• **Document**
- - -
- Born: 6 October 1944 (age 81)
- Allegiance: United Kingdom
- Branch: British Army
- Service years: 1965–2000
- Rank: Major General
- Commands: 2nd Division Eastern District 7th Armoured Brigade
- Conflicts: Gulf War
- Awards: Distinguished Service Order Officer of the Order of the British Empire

= Patrick Cordingley =

British Army general (born 1944)

Major General Patrick Anthony John Cordingley, (born 6 October 1944) is a retired British Army officer who commanded the 2nd Division from 1995 to 1996.

==Early life and education==
Cordingley was born on 6 October 1944. He was educated at Sherborne School, an all-boys public school (i.e. independent boarding school). His father was Major-General John Cordingley, the son of Air Vice-Marshal Sir John Cordingley.

==Military career==
Cordingley trained at the Royal Military Academy Sandhurst (Intake 35), where he was Senior Under-Officer of Waterloo Company. He was commissioned into 5th Royal Inniskilling Dragoon Guards in June 1965. He was given command of the 7th Armoured Brigade (Desert Rats) in 1988 and, in 1991, led the brigade during the Gulf War. He became General Officer Commanding Eastern District in 1992, General Officer Commanding 2nd Division in 1995 and Senior British Loan Services Officer to Oman in 1996, before he retired in 2000.
- - -
• **Items listed in a dataset**
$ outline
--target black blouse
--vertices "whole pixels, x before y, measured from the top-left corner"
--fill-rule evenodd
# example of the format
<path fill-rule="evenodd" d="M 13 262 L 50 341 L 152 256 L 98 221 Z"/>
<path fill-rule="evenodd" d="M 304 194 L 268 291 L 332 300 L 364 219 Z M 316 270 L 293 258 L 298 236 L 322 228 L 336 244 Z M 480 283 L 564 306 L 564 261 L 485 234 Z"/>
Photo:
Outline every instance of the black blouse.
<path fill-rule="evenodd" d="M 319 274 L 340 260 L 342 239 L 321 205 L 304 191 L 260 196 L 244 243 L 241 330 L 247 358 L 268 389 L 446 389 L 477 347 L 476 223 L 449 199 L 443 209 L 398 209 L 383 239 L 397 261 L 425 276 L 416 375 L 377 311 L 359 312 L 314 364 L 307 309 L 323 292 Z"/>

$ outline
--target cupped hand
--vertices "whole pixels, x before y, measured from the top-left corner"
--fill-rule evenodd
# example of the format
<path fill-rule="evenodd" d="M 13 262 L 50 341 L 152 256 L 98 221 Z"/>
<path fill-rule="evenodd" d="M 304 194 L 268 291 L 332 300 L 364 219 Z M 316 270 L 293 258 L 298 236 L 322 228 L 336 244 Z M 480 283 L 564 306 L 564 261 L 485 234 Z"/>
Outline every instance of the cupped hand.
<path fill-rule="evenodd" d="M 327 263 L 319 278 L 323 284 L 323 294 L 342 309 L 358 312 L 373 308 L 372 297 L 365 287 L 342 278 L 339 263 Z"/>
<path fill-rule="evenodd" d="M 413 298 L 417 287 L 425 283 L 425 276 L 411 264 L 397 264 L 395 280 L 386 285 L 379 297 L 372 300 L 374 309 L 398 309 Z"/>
- - -
• **Request**
According to the Patrick Cordingley biography, which regiment was he commissioned into in June 1965? Nothing in the records is needed here.

• **Task solution**
He was commissioned into the 5th Royal Inniskilling Dragoon Guards.